Given request a —
Could you repeat all of the dataset rows on where objects appear, word for word, with the pictures left out?

Source passage —
⁂
Trowbridge Square Pre‑K Shuts Its Doors

Melissa Bailey Photo

Jude Biggs learned to write and count at St. Martin’s.

St. Martin de Porres Academy is closing its financially strapped pre‑K, eliminating a low-cost daycare from the Hill and sending other daycare providers — and one East Rock school — scrambling to compete for 36 state-funded seats.

For the past five years, St. Martin has offered the pre‑K program to families at its middle school at 208 Columbus Ave. in the Trowbridge Square section of the Hill neighborhood. The board of the parochial school voted on July 19 to close the pre‑K program effective Aug. 31; parents were notified two weeks ago.

School reformers have identified increasing pre‑K as a key component of closing the achievement gap.

The St. Martin’s pre‑K, which served 40 low-income families, was paid for through the state school readiness program, but the money hasn’t been enough to cover costs, according to school President Allison Rivera.
⁂
Dataset rows on where objects appear:
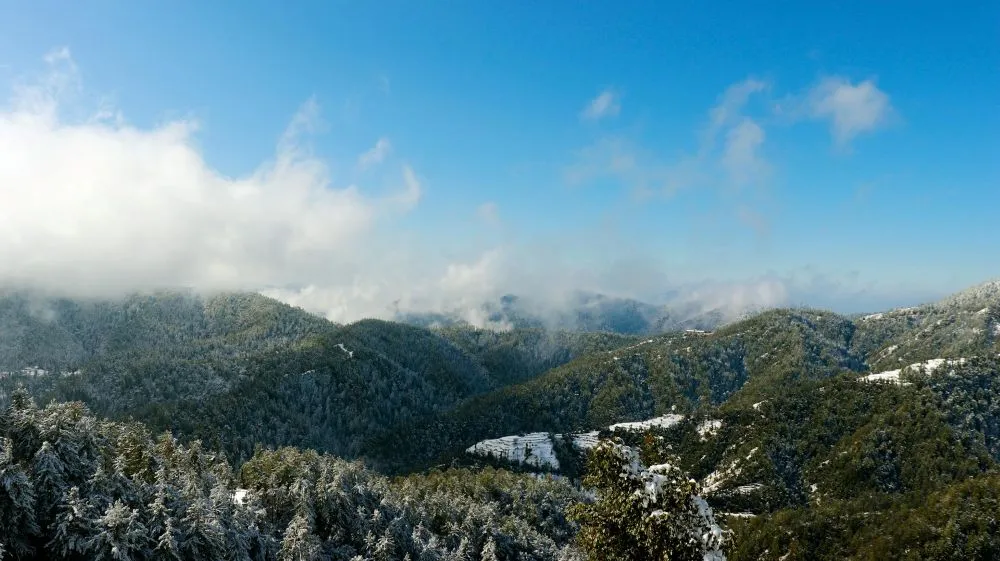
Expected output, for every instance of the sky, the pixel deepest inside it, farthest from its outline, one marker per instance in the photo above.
(357, 158)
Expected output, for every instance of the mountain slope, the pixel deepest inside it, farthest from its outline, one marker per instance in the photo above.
(674, 372)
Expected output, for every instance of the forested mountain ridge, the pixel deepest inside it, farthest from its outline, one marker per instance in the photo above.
(798, 448)
(584, 312)
(196, 364)
(743, 363)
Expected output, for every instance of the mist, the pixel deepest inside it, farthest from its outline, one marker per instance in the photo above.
(94, 207)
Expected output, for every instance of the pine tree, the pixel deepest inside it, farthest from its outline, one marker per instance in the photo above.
(643, 514)
(75, 527)
(121, 535)
(299, 543)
⁂
Given request b —
Can you pick up the news story on the St. Martin de Porres pre-K closing and continue it from where it stops?

Response a —
Expected output, for every instance of the sky, the pixel deepest inside it, farthest from its outline, one marker per instance in the photo above.
(357, 158)
Expected output, for every instance of the mountain slope, the pixel deepest inside it, farthest from its outline, one marker per instance in the photo above.
(674, 372)
Expected output, for every instance of the forested mountain ridge, the pixel deepest inside it, farthest from its outline, one marker per instance in the photo above.
(798, 448)
(584, 312)
(196, 364)
(743, 363)
Expected output, for every instance of the mist, the pixel deepest inside it, farthest from its outline, one marker per instance in the photo above.
(94, 207)
Expected output, for every instance of the pine tree, the pixel deepest inside it, farthest from its outline, one marker per instance in the photo above.
(643, 514)
(75, 527)
(121, 535)
(299, 543)

Response b —
The school was subsidizing the cost of the pre‑K and can no longer afford to do so, she said. The school is looking for placements for nine teachers who will be out of a job, and 12 remaining families who will be without a daycare center.

It was hard for them to get the news,” said pre‑K director Lisa Dias. Some of them cried.”

Meanwhile, the closure has freed up 36 state-funded school readiness spots, which are being offered through a public bidding process to state-sanctioned daycares and the public school district. The New Haven Public Schools, which are seeking funding for a new pre‑K at the East Rock Community Magnet School, plan to the enter a bid, according to Chief Operating Officer Will Clark.

Mom Marlo Biggs (pictured above) said she has relied on St. Martin de Porres to prepare her youngest son for kindergarten. Jude, who just turned 5, went to the pre‑K for the past year. The program ran from 7:30 a.m. to 5:30 p.m., Monday to Friday, all year round, with only five holidays and two weeks off. It gave her son three meals a day while she worked as a housekeeper.

She said Jude learned to count up to 50 and to write his first and last name. That will help him as he heads to kindergarten in September at Nathan Hale School. Biggs said all seven of her kids have gone to pre‑K programs.

It makes a difference to me — they have to get their social skills,” she said, while picking up her son one recent afternoon. At the end of the program, they’re really prepared for school.”

Biggs she was hoping to send her granddaughter to St. Martin de Porres, too. My daughter is disappointed.”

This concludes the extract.